THE EXERCISE:
Render the records below as a Markdown table with the columns Row and Line, numbering each line and leaving out blank lines. Begin at the line that has "Q: For every instance of the text" and stop after the line that has "[(270, 127)]".

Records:

=======

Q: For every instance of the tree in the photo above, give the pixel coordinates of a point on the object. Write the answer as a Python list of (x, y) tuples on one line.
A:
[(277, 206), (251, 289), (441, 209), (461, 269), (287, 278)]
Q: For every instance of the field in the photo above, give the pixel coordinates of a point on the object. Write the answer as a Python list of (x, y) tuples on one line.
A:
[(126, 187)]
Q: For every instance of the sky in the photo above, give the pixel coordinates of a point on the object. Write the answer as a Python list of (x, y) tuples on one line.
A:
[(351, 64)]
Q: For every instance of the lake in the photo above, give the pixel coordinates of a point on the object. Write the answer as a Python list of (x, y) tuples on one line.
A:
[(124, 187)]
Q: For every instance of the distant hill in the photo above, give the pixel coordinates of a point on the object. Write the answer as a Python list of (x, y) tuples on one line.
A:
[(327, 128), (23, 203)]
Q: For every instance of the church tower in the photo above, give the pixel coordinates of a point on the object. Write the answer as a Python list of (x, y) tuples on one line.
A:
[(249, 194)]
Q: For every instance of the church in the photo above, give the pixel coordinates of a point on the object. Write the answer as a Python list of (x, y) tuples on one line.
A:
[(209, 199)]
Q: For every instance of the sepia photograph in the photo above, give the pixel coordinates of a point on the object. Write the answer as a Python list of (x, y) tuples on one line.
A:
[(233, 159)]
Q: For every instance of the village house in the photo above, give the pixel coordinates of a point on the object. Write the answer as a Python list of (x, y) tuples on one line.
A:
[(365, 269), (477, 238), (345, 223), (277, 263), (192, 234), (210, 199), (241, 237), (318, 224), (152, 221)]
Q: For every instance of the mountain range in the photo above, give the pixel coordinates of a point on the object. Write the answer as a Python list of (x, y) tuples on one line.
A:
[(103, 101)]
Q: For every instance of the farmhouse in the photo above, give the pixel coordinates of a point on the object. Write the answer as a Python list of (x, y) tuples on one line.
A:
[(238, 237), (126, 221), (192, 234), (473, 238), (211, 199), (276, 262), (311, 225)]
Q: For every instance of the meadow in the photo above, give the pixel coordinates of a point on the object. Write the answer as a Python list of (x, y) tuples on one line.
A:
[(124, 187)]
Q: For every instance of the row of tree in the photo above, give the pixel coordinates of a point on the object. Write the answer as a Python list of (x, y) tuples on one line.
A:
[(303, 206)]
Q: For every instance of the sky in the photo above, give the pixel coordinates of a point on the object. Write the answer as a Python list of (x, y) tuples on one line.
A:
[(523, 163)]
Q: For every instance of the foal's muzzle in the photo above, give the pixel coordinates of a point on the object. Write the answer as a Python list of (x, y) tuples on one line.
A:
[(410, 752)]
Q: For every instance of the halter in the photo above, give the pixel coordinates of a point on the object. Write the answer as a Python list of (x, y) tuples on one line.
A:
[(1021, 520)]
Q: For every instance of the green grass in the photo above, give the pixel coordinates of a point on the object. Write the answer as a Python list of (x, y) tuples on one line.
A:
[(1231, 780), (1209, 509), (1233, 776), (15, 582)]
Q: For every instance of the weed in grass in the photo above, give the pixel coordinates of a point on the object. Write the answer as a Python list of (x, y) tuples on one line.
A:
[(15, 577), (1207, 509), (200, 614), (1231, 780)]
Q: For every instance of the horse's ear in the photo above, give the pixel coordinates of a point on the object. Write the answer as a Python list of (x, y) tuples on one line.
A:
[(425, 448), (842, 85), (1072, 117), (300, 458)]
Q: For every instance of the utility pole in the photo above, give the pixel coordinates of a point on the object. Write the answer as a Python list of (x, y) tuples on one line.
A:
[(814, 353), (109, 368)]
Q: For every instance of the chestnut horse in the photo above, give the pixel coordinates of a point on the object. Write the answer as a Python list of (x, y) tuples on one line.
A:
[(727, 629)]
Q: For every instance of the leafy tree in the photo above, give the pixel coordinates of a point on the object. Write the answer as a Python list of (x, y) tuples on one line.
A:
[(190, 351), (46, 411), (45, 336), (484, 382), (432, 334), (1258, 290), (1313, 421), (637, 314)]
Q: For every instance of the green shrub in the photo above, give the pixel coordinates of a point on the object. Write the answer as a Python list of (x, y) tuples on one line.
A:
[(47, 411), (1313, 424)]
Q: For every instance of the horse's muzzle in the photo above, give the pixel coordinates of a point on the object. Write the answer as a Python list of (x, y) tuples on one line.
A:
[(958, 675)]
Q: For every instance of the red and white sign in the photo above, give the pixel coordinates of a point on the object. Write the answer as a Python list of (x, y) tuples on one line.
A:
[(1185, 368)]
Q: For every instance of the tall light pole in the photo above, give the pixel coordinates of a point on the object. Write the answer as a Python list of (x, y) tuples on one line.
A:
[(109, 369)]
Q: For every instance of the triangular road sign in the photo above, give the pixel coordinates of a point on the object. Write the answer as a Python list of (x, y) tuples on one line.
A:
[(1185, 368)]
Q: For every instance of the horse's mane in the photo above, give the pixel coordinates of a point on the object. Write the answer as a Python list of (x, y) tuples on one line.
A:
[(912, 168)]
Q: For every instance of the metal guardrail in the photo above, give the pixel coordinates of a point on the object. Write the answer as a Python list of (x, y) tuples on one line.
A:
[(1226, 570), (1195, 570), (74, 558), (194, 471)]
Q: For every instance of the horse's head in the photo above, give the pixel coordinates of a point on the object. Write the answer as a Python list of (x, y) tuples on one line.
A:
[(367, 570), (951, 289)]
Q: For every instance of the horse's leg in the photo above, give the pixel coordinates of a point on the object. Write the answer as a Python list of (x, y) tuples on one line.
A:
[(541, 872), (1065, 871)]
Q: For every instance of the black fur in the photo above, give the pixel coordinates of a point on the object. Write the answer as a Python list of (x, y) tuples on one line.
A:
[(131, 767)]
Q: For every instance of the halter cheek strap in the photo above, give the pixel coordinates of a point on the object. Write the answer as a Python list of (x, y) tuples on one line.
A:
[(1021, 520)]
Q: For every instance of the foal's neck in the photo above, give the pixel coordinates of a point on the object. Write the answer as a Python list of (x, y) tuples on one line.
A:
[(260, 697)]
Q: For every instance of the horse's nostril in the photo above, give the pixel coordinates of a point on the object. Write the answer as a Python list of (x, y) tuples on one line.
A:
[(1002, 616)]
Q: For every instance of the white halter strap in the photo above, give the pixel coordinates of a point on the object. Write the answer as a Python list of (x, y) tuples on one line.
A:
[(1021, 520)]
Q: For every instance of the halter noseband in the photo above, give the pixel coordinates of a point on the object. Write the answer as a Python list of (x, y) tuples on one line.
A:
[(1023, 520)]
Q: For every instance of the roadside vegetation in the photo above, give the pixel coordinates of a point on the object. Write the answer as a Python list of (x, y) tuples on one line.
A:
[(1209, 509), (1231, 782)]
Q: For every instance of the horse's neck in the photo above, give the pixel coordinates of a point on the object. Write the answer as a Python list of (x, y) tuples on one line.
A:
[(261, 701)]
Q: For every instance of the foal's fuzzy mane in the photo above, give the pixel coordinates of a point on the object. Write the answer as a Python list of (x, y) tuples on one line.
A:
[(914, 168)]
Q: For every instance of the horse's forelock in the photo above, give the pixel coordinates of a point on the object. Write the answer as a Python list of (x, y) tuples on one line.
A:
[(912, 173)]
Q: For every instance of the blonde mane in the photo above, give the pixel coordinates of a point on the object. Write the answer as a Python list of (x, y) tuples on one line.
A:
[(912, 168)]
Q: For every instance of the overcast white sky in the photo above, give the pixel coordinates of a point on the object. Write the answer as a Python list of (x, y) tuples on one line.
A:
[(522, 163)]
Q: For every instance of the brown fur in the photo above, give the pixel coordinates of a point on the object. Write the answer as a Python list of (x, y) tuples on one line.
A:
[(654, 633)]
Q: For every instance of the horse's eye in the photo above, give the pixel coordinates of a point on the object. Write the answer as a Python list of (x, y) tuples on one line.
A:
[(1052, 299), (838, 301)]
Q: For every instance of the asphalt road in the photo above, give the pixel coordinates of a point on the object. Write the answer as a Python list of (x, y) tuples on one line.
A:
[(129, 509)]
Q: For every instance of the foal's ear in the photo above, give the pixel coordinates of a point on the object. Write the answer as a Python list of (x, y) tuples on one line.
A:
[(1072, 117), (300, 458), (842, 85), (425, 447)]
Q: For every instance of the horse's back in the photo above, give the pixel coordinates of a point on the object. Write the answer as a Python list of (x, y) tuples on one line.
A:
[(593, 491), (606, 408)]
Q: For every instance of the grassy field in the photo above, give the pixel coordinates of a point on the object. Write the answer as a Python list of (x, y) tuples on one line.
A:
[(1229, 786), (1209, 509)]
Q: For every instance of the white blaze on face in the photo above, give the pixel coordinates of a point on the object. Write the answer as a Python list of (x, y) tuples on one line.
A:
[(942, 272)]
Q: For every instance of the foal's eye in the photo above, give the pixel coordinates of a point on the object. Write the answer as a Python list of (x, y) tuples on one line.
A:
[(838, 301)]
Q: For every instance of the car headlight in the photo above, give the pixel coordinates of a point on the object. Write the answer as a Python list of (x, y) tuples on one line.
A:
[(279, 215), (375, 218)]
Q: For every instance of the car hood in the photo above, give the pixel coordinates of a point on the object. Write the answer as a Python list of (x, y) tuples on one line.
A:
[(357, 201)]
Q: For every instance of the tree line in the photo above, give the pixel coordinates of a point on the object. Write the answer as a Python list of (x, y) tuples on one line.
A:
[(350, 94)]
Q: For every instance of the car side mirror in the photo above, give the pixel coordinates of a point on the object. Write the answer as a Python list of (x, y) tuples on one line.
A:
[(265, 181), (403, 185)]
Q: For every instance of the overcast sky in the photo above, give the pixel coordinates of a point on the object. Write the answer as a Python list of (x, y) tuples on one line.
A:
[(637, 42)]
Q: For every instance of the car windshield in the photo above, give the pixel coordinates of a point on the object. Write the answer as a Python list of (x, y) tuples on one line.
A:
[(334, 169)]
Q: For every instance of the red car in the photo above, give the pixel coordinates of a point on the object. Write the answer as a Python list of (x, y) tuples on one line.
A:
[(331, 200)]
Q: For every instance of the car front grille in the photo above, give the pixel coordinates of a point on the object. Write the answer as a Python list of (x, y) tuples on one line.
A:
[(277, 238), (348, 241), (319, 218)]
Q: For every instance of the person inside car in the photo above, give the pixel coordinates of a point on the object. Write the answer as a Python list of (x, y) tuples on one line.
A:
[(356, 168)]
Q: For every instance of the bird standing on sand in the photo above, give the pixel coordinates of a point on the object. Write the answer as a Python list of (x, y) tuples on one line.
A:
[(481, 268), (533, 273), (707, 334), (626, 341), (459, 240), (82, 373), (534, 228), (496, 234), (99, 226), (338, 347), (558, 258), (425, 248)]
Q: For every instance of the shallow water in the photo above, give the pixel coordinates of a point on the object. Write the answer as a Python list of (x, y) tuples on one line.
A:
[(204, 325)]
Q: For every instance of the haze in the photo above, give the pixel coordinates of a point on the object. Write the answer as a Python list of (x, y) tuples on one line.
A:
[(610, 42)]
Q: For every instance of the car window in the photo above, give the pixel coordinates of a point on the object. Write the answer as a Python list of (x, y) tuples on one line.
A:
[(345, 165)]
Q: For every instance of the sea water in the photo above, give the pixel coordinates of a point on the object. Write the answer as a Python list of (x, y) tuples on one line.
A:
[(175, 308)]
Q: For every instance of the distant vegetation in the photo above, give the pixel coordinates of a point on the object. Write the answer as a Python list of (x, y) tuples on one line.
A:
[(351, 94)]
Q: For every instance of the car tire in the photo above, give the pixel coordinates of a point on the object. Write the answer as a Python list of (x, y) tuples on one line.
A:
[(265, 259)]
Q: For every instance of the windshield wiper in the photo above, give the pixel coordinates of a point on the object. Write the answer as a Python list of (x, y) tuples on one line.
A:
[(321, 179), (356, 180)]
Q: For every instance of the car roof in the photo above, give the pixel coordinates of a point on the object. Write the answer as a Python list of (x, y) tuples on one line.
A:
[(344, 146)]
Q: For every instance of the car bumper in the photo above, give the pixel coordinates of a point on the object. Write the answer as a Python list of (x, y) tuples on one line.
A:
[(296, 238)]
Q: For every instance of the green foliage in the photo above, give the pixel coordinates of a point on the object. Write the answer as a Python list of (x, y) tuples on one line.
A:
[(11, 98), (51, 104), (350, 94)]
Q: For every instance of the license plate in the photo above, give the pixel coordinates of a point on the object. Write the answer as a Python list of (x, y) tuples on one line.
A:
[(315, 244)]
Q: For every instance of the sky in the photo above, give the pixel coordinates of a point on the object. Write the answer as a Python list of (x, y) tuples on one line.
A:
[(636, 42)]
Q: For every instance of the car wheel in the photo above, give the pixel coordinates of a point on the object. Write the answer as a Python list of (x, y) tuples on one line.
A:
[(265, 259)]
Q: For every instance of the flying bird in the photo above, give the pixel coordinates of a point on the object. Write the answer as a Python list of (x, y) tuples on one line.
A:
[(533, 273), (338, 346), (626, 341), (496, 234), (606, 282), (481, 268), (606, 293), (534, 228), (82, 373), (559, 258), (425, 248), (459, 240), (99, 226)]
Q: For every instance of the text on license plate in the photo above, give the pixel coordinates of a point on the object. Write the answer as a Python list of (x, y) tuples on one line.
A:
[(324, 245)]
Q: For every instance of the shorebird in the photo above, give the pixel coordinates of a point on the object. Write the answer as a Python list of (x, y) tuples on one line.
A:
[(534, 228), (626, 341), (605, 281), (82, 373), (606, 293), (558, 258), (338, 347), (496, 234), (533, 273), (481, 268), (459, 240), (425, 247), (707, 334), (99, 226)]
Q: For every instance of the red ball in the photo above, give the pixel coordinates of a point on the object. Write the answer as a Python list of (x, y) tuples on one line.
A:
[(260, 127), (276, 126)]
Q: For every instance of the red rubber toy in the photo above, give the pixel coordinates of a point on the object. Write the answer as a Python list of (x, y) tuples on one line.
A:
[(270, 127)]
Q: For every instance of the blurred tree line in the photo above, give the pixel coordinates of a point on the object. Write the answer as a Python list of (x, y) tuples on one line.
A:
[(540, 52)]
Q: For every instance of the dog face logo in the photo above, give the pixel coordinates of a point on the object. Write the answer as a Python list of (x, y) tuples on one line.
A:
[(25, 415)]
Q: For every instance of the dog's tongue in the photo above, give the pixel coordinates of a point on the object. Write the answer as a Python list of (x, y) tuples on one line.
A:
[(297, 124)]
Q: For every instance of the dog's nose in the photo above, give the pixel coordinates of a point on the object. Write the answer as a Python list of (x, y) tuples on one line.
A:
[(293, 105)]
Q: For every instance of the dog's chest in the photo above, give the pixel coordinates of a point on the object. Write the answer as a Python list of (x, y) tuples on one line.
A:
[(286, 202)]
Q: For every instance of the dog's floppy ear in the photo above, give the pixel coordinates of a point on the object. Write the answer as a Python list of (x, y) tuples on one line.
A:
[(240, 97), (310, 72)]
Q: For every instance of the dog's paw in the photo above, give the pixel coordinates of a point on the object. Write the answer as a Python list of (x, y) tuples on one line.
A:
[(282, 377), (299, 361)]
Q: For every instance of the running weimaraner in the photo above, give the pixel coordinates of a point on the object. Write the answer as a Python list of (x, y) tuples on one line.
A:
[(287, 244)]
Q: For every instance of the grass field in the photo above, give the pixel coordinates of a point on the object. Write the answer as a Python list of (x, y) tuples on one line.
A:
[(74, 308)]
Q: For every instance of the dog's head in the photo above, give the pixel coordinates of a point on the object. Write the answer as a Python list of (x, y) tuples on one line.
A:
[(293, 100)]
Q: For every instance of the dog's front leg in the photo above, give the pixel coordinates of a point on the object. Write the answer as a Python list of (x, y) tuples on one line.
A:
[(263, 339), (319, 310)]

=======

FULL SOLUTION:
| Row | Line |
|---|---|
| 1 | Q: For every instance of the text on license plate in the photo above, give the pixel coordinates of a point on the object. Write the answer as a Python list of (x, y) tuples on one line. |
| 2 | A: |
| 3 | [(324, 245)] |
| 4 | Q: For every instance of the shorebird in the photo above, give the pixel coordinates of a point on the object. Write the answer as a Python list of (x, y) tuples on one line. |
| 5 | A: |
| 6 | [(534, 228), (626, 341), (605, 281), (82, 373), (606, 293), (558, 258), (338, 347), (496, 234), (533, 273), (481, 268), (459, 240), (425, 247), (707, 334), (99, 226)] |
| 7 | Q: For every instance of the red ball in the photo above, give the pixel coordinates of a point on the object. Write the answer as a Python list of (x, y) tuples on one line. |
| 8 | A: |
| 9 | [(260, 127), (276, 126)] |
| 10 | Q: For every instance of the red rubber toy in the photo above, give the pixel coordinates of a point on the object. Write the answer as a Python list of (x, y) tuples on one line. |
| 11 | A: |
| 12 | [(270, 127)] |